> **Task objective**:
Can you transcribe every entry word for word, skipping the images?

--------------------

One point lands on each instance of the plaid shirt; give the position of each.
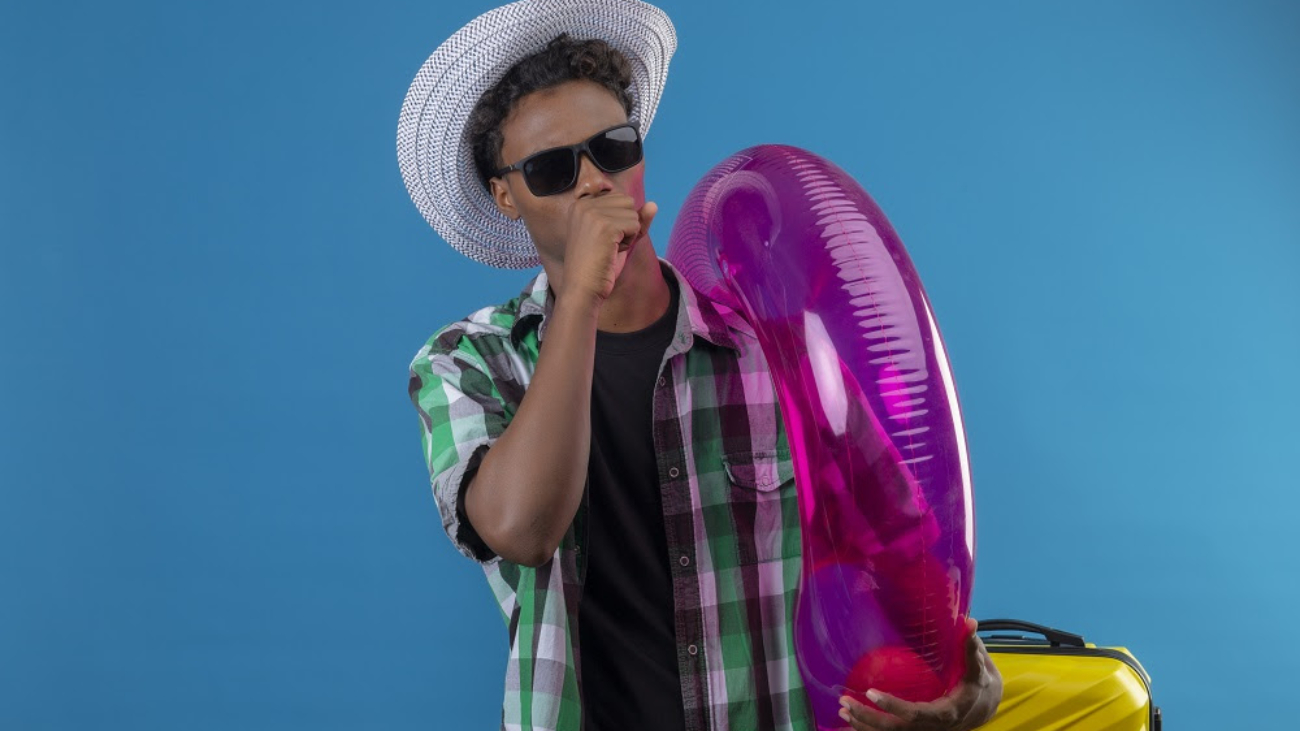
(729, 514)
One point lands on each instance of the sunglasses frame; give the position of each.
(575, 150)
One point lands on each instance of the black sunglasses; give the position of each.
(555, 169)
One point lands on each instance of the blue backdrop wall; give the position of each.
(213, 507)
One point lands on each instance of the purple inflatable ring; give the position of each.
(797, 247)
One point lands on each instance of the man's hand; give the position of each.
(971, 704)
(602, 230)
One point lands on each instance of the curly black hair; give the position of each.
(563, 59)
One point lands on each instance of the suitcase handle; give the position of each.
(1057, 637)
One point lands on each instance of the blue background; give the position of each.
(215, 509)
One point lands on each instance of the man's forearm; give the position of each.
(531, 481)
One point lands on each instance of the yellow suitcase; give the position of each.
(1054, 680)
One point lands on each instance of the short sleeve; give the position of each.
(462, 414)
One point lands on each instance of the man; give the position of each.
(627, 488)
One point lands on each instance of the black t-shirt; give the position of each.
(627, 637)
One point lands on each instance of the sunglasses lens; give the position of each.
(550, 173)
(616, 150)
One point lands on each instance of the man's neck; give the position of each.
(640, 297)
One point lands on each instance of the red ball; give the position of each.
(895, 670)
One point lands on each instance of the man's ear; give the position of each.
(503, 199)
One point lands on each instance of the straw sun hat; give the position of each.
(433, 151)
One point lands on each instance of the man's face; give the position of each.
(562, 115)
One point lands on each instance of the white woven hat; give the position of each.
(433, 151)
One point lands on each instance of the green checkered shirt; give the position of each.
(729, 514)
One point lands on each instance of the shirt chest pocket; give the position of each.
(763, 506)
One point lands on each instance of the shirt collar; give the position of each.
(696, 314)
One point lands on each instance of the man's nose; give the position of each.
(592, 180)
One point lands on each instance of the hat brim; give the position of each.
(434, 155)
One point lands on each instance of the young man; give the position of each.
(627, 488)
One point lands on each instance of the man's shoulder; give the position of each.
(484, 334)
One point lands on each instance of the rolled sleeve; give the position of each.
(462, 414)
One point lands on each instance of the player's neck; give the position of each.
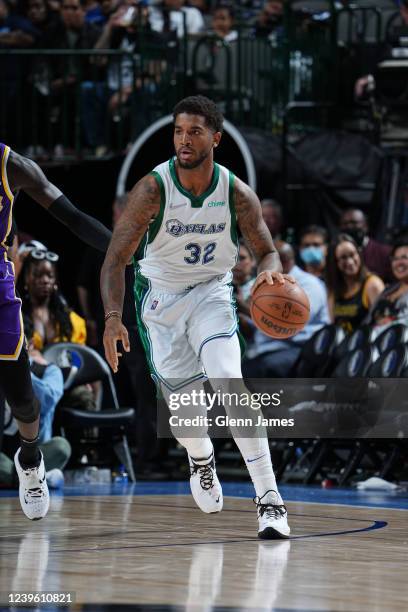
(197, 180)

--------------------

> **The response**:
One point lands on each instance of the plaid shirt; give the position of each.
(729, 514)
One point lands on each instance of the sunglasses frame; give the position of each.
(575, 150)
One point lands on each instance of the black sunglasses; give the position of each.
(555, 169)
One point lands on each instance of the blue backdrop wall; give the position of each.
(213, 507)
One point lands on each instance of the purple inflatable ring; give the position of each.
(797, 247)
One point lands on each instance of the man's hand; give the position of each.
(971, 704)
(602, 230)
One point lands on each instance of the curly black hair; give the position of each.
(563, 59)
One point lands on each instance of the suitcase handle; give the position of each.
(1057, 637)
One point lands on each instance of the blue background; give the position of each.
(215, 509)
One point lands on each instance of the man's forearm; give the position of each.
(531, 481)
One point lands on each instance of the yellow suitcase; give the position of each.
(1054, 680)
One point lands on each instance of the short sleeve; give the position of each.
(462, 414)
One point lands on each instance of the man; give the position of each.
(627, 488)
One point lands on each instance of the black t-shirt; give the position of each.
(627, 637)
One point lands on each instance of the sunglasses lens; give the position of each.
(550, 173)
(616, 150)
One point lands on each instance of the man's neck; give the position of each.
(640, 297)
One point lands on each instance of the red ball; give the position of each.
(895, 670)
One point lands on each instance of the man's ear; give the position of each.
(503, 199)
One point lands on each instance of the straw sun hat; give the position of each.
(433, 151)
One point lands on each instance of the man's face; give the position of each.
(562, 115)
One point lands on each instance of the white woven hat; give the position of each.
(433, 151)
One point lands on each instance of the green checkered shirt; give the position of each.
(729, 514)
One point lands on each instance of the shirt chest pocket; give the position of each.
(763, 506)
One point lands on each instance of the shirt collar; give the position of each.
(696, 314)
One point lands on each instance of the man's nose; give the position of each.
(592, 180)
One point lands on each instance of the hat brim; give the position of each.
(434, 155)
One point lands on each instance of the young man; give the position of each.
(627, 488)
One point lands on each instance of the man's shoulder; give the position of each.
(484, 334)
One point lands on each instance of the rolled sleeve; give the position of each.
(462, 414)
One point lands on each instance of the player's neck; give the position of each.
(197, 180)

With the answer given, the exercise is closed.